Dataset content:
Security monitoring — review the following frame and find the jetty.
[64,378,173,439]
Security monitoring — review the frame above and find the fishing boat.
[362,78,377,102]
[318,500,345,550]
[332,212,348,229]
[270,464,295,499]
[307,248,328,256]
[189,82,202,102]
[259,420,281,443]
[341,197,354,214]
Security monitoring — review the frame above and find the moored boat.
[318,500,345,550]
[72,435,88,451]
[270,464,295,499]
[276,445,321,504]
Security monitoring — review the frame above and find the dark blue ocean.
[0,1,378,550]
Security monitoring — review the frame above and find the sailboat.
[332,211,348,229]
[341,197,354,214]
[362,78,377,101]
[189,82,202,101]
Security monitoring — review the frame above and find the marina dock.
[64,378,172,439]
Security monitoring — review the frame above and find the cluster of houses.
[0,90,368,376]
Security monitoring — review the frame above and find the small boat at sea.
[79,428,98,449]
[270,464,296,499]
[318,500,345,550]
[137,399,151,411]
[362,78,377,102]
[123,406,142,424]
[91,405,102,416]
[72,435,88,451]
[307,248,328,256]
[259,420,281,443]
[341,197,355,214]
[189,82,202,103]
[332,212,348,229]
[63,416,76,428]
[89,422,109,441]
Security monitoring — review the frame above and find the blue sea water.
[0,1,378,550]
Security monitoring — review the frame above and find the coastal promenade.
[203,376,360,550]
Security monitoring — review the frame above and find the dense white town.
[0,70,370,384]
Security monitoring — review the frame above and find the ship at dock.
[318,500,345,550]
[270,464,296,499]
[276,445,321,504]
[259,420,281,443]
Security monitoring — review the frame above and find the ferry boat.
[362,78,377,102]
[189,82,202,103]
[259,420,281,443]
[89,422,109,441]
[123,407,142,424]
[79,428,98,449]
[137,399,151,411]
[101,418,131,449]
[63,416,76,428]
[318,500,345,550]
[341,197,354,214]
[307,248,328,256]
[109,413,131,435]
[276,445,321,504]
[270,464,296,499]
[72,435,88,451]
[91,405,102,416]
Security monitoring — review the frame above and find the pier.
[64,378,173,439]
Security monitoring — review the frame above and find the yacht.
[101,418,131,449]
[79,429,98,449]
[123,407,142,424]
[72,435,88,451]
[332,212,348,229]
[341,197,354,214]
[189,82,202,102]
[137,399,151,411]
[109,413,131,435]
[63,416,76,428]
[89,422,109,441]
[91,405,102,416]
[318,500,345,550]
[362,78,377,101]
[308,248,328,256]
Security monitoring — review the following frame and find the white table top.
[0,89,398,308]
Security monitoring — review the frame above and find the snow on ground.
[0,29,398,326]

Instructions for the task:
Will you write out the material verbatim, starting with the line containing "Security monitoring — review the frame above and find the snow", including that line, and going on through the end of the material?

Correct answer:
Security monitoring — review the frame above and find the snow on ground.
[0,29,398,326]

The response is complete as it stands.